[Items from a data source]
· · · · · · ·

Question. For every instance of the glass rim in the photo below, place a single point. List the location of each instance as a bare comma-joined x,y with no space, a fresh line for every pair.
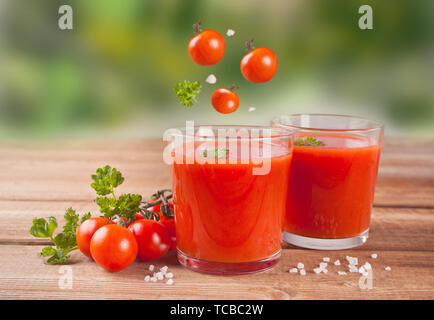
376,125
277,133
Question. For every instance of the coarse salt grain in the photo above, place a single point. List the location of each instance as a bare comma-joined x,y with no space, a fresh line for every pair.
211,79
230,32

· · · · · · ·

◆ **What is expected**:
The lines above must be transcribed exactly, with every picture left out.

◆ **Response area**:
Question. For every instance of the glass rim in the photo below, place a single point. List the location of each instance as a bare comma-joined x,y with no space, a fresh line for every pair.
376,125
277,133
Question. For every instance of the coarse salt grain in the photo above, place a single point. List the location of each instance as a bare comma-joined x,y with no space, a fresh line for every pair.
211,79
230,32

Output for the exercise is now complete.